[INPUT]
☆ ☆ ☆ ☆ ☆

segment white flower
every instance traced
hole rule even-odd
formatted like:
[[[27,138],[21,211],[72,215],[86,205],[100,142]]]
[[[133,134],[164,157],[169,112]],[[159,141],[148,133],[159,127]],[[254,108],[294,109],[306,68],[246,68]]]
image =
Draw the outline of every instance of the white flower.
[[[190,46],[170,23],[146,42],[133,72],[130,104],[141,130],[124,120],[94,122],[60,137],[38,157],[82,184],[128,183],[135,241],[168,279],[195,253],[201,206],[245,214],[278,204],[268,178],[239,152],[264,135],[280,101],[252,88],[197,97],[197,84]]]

☆ ☆ ☆ ☆ ☆

[EXERCISE DETAILS] Please rewrite every line of the records above, requests included, and resize only the polygon coordinates in the answers by multiplying each by 2.3 and rounding to a whole number, with halves rounded up. Leave all numbers in the requests unchanged.

[WRITTEN SOLUTION]
segment white flower
every instance traced
hole rule even-odd
formatted like:
[[[27,138],[21,211],[72,215],[86,205],[100,142]]]
[[[133,134],[164,157],[169,112]],[[159,141],[148,133],[159,127]],[[254,108],[294,109],[306,68],[246,68]]]
image =
Draw the outline of every instance of the white flower.
[[[437,106],[391,53],[336,97],[306,166],[299,239],[324,299],[285,276],[216,281],[138,315],[87,361],[189,423],[294,421],[311,554],[386,642],[449,582],[462,474],[564,492],[639,469],[616,409],[550,350],[607,311],[644,232],[580,202],[453,223],[453,193]]]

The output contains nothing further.